→ **TASK DIRECTIONS**
Copy exactly the lines of the data below that run from the line holding "Find the black compression" through the line holding "Find the black barrier", both ends included.
◇ ◇ ◇ ◇ ◇
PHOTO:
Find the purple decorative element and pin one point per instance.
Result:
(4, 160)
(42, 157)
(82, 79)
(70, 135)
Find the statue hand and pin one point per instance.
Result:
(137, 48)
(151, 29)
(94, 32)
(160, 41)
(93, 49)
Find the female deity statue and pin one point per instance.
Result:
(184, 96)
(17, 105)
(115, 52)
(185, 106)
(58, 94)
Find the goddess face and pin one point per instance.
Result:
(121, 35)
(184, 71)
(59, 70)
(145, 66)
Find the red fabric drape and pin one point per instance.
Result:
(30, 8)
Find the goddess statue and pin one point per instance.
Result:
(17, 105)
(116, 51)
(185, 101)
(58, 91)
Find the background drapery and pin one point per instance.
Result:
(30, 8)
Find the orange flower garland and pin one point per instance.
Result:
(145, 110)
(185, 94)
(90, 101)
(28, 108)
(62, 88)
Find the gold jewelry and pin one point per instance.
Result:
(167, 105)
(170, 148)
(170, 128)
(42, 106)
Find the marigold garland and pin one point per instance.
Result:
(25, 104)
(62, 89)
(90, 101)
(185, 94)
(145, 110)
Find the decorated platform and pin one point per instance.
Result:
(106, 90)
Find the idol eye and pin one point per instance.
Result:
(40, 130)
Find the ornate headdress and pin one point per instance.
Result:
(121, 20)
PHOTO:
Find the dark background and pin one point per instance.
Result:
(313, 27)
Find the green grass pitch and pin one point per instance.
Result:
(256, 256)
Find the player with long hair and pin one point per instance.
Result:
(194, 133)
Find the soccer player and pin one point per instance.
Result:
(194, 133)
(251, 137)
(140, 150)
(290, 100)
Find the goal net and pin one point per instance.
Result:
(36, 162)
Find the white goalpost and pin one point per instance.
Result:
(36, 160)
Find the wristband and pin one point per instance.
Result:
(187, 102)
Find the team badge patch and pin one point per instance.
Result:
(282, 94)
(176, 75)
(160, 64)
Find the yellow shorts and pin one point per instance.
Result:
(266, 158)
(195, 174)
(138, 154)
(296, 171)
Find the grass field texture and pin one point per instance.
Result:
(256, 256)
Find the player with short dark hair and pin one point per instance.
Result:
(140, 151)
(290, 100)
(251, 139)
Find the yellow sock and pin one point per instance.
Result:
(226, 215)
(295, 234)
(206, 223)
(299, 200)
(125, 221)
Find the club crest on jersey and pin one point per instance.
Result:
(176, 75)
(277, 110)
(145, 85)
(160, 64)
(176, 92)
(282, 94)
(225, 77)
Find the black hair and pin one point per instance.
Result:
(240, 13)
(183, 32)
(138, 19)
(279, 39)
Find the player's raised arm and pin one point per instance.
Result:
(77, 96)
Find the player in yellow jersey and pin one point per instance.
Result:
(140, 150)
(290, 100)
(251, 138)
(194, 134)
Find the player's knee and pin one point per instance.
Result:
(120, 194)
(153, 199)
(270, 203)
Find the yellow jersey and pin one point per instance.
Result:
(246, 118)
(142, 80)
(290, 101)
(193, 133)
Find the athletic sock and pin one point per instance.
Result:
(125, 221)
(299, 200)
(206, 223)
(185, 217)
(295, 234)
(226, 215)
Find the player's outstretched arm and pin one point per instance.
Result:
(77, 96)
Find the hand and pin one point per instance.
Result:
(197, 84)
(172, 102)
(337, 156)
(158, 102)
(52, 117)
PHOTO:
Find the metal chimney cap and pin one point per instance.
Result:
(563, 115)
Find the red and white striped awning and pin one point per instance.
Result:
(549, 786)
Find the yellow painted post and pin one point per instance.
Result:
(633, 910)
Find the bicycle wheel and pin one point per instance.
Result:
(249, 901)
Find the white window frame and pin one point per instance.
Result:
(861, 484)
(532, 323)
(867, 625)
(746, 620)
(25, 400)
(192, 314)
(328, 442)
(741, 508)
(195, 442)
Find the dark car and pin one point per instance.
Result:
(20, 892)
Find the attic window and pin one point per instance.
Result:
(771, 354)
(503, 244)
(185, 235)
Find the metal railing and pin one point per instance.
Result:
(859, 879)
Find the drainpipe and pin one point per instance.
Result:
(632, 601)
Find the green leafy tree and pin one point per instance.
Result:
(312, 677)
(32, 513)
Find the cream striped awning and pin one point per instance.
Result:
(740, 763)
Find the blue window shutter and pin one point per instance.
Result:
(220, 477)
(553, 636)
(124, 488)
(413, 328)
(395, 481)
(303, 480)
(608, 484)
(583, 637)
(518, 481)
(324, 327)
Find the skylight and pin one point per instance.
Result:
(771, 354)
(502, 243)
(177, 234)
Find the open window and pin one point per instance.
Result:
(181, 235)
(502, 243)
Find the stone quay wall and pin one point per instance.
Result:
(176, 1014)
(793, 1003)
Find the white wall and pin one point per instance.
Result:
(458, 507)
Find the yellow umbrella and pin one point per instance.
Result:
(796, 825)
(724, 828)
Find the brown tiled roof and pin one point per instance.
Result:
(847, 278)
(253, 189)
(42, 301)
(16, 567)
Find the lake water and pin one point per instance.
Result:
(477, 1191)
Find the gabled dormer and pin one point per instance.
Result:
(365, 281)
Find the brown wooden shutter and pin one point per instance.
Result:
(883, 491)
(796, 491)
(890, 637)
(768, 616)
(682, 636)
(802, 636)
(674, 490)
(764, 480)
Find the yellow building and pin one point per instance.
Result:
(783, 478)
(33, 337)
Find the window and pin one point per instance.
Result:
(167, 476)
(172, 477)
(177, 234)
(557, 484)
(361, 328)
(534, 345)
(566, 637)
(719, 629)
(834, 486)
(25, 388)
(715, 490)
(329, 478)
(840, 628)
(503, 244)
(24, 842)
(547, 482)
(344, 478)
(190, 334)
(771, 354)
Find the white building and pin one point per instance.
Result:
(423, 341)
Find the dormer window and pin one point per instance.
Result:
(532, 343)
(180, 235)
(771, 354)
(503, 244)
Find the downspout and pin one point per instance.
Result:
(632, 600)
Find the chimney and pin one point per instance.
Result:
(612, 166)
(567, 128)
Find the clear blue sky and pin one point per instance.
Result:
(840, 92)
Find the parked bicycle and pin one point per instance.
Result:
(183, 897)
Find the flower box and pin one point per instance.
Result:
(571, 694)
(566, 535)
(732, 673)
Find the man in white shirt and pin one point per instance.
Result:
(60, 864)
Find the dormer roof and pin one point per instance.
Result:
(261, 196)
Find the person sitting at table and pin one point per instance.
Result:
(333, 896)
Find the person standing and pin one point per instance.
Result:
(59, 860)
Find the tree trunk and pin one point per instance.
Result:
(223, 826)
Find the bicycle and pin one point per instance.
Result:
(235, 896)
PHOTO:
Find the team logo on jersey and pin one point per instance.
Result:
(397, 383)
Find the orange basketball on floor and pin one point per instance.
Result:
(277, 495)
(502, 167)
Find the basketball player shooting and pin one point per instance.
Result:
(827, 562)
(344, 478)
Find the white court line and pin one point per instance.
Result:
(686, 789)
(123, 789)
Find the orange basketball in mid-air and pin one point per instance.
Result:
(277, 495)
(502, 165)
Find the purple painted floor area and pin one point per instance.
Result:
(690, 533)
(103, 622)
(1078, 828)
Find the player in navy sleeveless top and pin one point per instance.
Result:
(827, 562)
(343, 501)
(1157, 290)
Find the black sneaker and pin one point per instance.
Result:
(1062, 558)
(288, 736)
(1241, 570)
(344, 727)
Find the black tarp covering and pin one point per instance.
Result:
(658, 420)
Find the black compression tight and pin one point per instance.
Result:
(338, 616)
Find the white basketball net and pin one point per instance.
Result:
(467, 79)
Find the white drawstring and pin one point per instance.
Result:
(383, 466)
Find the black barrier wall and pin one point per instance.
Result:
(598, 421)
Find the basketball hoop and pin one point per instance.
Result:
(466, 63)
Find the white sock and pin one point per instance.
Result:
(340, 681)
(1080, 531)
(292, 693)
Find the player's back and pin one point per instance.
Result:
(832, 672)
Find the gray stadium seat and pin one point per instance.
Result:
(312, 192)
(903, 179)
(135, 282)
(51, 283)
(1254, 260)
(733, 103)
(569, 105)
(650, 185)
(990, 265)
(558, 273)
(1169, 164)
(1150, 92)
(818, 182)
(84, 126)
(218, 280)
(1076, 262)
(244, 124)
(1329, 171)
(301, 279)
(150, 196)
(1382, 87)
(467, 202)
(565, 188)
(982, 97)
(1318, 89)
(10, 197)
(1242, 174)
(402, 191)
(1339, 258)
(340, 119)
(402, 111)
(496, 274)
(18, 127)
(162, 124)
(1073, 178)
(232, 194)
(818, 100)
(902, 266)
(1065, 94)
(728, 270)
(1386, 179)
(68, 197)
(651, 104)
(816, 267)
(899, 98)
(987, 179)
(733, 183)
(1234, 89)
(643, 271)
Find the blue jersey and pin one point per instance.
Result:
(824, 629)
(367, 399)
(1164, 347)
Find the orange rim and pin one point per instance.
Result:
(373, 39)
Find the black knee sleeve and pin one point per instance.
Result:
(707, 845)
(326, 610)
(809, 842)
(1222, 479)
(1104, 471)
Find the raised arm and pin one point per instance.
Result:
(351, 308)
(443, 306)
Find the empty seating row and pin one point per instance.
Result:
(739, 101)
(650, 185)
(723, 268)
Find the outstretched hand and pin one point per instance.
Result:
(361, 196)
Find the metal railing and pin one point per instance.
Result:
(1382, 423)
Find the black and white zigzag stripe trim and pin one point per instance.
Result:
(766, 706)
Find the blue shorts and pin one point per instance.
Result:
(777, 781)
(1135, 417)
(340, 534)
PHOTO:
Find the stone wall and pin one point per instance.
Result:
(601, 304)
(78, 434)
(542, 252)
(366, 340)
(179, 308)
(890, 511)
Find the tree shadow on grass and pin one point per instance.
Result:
◇ ◇ ◇ ◇ ◇
→ **TASK RESULT**
Find the black compression tight and pin one point per instance.
Result:
(338, 616)
Find the white basketball net and pin one point per instance.
Result:
(467, 79)
Find the white drawstring and pin one point per instance.
Result:
(383, 466)
Find the black barrier wall and pin one point per instance.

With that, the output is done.